- **Written instruction**: Copy out the items from the beginning through the line containing "(1248, 635)", including that line, and leave the pictures out.

- **Materials provided**:
************
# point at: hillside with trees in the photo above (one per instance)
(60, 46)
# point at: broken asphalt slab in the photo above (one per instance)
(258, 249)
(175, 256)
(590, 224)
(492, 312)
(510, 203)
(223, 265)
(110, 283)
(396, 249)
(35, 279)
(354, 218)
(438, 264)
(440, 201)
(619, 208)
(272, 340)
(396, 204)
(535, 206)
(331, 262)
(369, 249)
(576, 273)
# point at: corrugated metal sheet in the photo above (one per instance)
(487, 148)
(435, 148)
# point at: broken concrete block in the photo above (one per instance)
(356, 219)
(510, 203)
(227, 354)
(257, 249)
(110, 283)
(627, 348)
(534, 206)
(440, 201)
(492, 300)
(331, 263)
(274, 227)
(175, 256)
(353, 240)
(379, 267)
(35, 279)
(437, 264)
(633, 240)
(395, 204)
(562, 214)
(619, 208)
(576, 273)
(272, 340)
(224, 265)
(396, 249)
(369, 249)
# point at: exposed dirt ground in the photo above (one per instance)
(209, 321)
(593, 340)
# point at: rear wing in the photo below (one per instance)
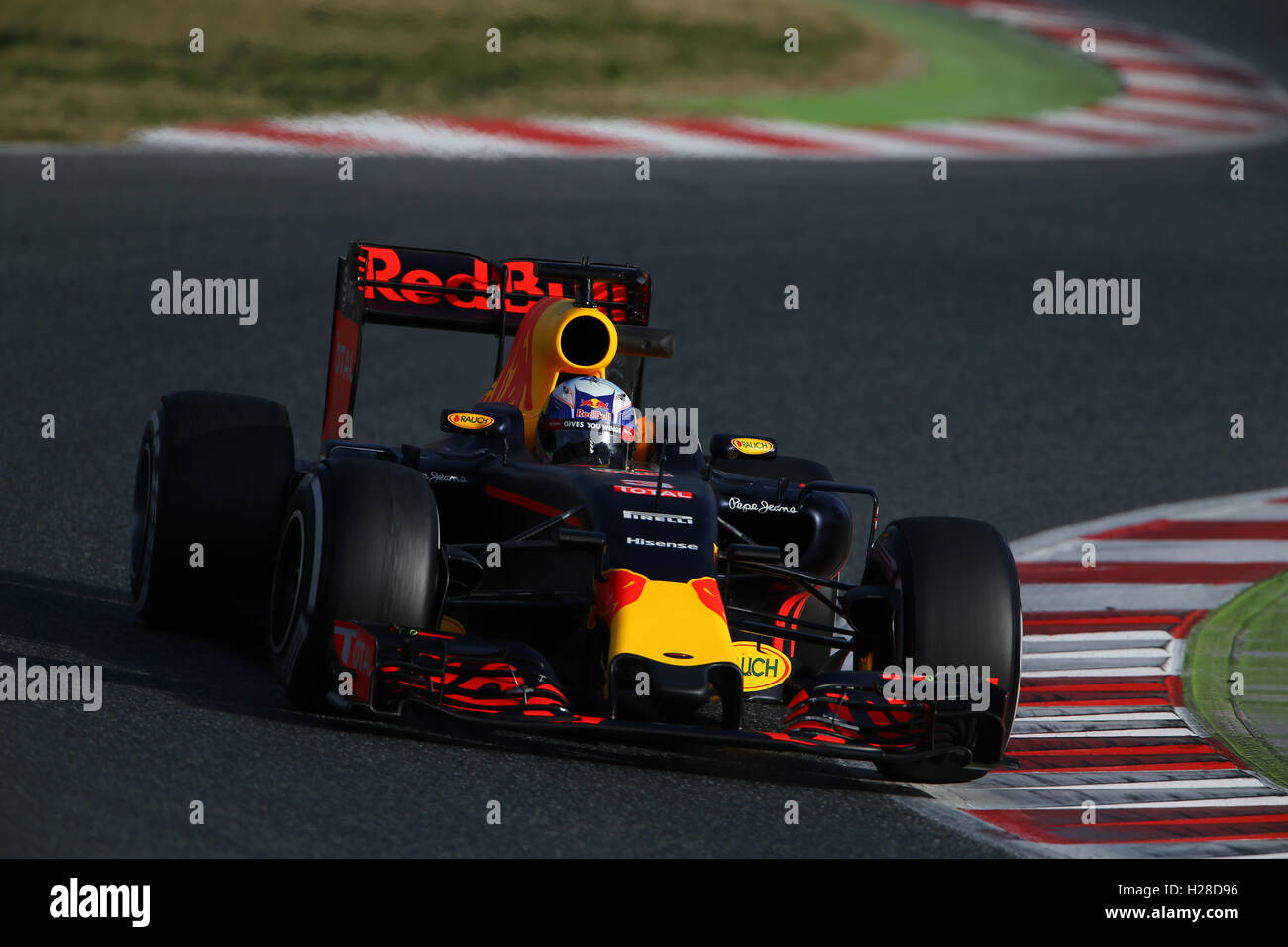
(447, 289)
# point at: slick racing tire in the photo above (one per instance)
(360, 541)
(956, 600)
(210, 483)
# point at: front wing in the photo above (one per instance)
(503, 684)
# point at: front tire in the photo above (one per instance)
(360, 541)
(213, 470)
(956, 600)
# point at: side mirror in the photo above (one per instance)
(728, 446)
(476, 423)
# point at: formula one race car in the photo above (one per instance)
(647, 587)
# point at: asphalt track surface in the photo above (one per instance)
(915, 299)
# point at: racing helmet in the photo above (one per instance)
(587, 420)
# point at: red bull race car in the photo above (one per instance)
(523, 569)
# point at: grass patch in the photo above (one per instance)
(82, 69)
(967, 68)
(1248, 635)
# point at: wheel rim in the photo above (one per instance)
(287, 581)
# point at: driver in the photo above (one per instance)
(587, 420)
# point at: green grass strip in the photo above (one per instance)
(1247, 635)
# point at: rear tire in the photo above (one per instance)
(956, 600)
(213, 470)
(360, 543)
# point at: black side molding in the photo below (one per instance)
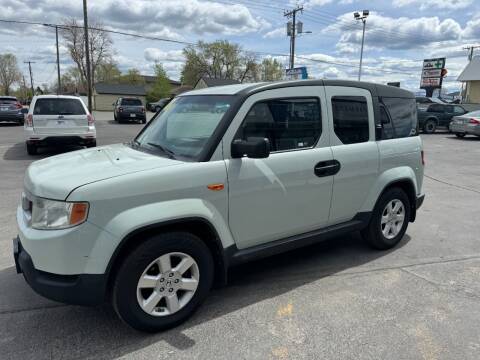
(236, 256)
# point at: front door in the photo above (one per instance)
(289, 192)
(353, 143)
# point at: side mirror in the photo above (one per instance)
(254, 147)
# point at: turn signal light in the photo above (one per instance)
(79, 213)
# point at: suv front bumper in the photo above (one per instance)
(85, 289)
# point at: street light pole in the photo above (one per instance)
(363, 18)
(87, 55)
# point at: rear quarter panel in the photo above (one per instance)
(400, 159)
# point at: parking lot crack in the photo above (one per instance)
(451, 184)
(457, 290)
(33, 308)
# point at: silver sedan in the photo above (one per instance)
(465, 124)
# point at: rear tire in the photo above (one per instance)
(92, 144)
(32, 149)
(430, 126)
(385, 230)
(131, 300)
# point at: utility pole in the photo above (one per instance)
(59, 85)
(292, 32)
(363, 18)
(470, 50)
(58, 55)
(87, 55)
(31, 77)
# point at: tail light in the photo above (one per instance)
(29, 120)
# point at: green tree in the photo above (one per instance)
(9, 72)
(271, 70)
(219, 59)
(132, 77)
(108, 72)
(161, 88)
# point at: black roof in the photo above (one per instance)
(218, 82)
(375, 89)
(120, 89)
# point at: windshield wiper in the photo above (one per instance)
(166, 150)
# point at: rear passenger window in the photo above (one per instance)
(55, 106)
(350, 118)
(287, 123)
(403, 113)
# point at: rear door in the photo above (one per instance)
(352, 136)
(60, 116)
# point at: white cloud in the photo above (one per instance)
(276, 33)
(439, 4)
(154, 54)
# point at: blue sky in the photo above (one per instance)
(399, 33)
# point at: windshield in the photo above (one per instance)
(183, 128)
(54, 106)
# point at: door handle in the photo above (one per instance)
(327, 168)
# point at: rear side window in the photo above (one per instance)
(287, 123)
(7, 101)
(350, 119)
(435, 108)
(131, 102)
(403, 114)
(58, 107)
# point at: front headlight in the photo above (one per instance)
(51, 214)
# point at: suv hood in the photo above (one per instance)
(57, 176)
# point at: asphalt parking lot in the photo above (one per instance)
(336, 300)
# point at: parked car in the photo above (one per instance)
(153, 223)
(58, 120)
(466, 124)
(159, 105)
(129, 109)
(11, 110)
(438, 115)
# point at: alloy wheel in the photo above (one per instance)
(168, 284)
(393, 217)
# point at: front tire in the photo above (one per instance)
(32, 149)
(389, 220)
(430, 127)
(163, 281)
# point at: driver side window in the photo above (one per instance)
(288, 124)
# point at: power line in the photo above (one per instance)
(328, 62)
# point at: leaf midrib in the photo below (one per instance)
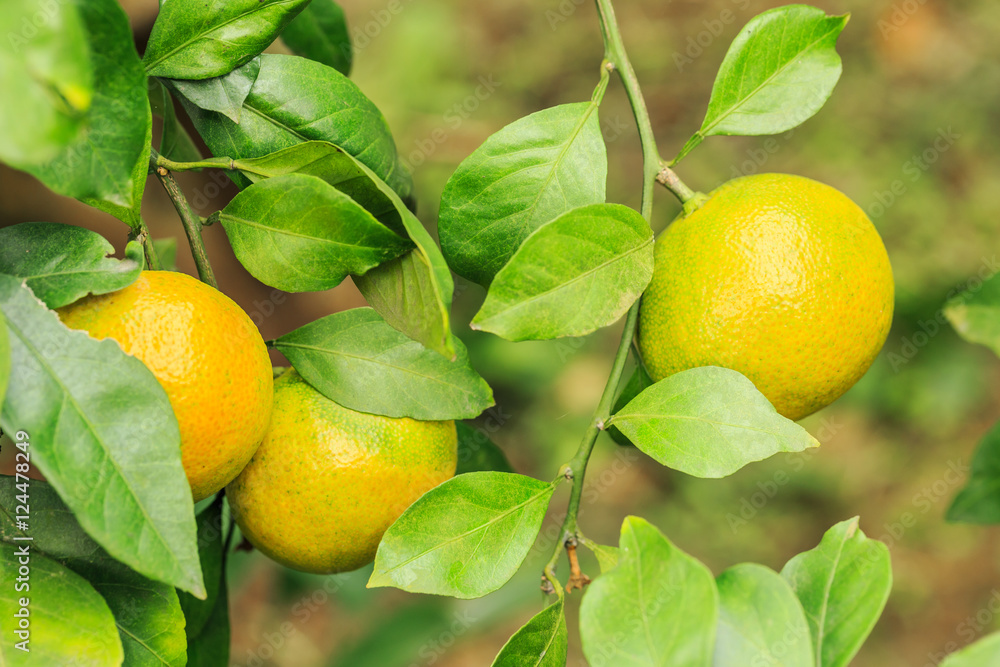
(215, 28)
(92, 429)
(566, 284)
(502, 515)
(733, 109)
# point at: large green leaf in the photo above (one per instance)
(362, 363)
(300, 234)
(984, 653)
(200, 39)
(324, 160)
(4, 358)
(975, 314)
(86, 404)
(147, 613)
(542, 642)
(638, 381)
(572, 276)
(525, 175)
(320, 33)
(464, 538)
(224, 94)
(46, 81)
(979, 501)
(68, 623)
(657, 607)
(779, 71)
(175, 142)
(477, 453)
(63, 263)
(413, 292)
(106, 165)
(295, 100)
(761, 622)
(207, 621)
(843, 585)
(708, 422)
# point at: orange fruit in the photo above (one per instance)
(328, 481)
(208, 356)
(778, 277)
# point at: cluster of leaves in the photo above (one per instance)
(116, 537)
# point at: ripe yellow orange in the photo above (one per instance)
(208, 356)
(328, 481)
(779, 277)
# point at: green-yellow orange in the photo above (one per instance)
(327, 481)
(779, 277)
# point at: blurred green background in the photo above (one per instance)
(909, 134)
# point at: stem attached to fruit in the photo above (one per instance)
(141, 234)
(192, 223)
(669, 179)
(576, 469)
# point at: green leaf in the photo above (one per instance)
(843, 585)
(975, 314)
(333, 165)
(525, 175)
(465, 538)
(477, 453)
(46, 81)
(779, 71)
(297, 233)
(63, 263)
(760, 621)
(320, 33)
(356, 359)
(175, 142)
(979, 501)
(983, 653)
(295, 100)
(658, 607)
(637, 383)
(708, 422)
(571, 276)
(413, 292)
(70, 624)
(199, 39)
(207, 621)
(224, 94)
(542, 642)
(72, 393)
(607, 557)
(147, 613)
(106, 165)
(4, 358)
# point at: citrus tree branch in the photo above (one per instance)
(616, 59)
(192, 223)
(141, 234)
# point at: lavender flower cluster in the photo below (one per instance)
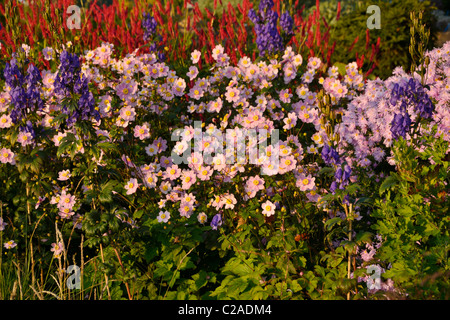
(412, 92)
(69, 79)
(268, 39)
(25, 96)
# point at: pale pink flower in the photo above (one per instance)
(163, 216)
(64, 175)
(6, 156)
(5, 121)
(305, 183)
(268, 208)
(142, 132)
(172, 172)
(131, 186)
(195, 56)
(188, 178)
(254, 184)
(230, 200)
************
- **Exercise answer**:
# point at: hillside with trees in the photo above (one per instance)
(60, 46)
# point at: broken asphalt slab in the photo above (one per instance)
(258, 249)
(175, 256)
(590, 224)
(492, 312)
(510, 203)
(223, 265)
(110, 283)
(396, 249)
(35, 279)
(354, 218)
(438, 264)
(440, 201)
(619, 208)
(272, 340)
(396, 204)
(535, 206)
(331, 262)
(369, 249)
(576, 273)
# point at: corrugated metal sheet in the photo above (one per instance)
(487, 148)
(435, 148)
# point at: broken concrete block in the photo above (one per instance)
(356, 219)
(510, 203)
(227, 354)
(257, 249)
(110, 283)
(627, 348)
(534, 206)
(440, 201)
(492, 300)
(331, 263)
(274, 227)
(175, 256)
(353, 240)
(379, 267)
(35, 279)
(437, 264)
(633, 240)
(395, 204)
(562, 214)
(619, 208)
(576, 273)
(272, 340)
(224, 265)
(396, 249)
(369, 249)
# point at: exposed dirt ground in the photo above (one per instance)
(209, 321)
(593, 340)
# point at: rear wing in the photo below (one per instance)
(447, 289)
# point at: slick racing tire in the photo above (one per instance)
(360, 541)
(956, 600)
(210, 483)
# point at: front wing in the photo above (one per instance)
(503, 684)
# point at: front tire in the photo above (one per instance)
(360, 541)
(213, 470)
(956, 600)
# point at: side mirror in the photo above (one per instance)
(728, 446)
(476, 423)
# point at: formula one race car in the photo above (one per instance)
(647, 587)
# point at: asphalt track surface in the photo above (one per instance)
(915, 299)
# point at: racing helmet in the photo above (one per instance)
(587, 420)
# point at: red bull race car in the photo above (one per instance)
(523, 569)
# point at: grass patch in the photo above (one per instance)
(82, 69)
(967, 68)
(1248, 635)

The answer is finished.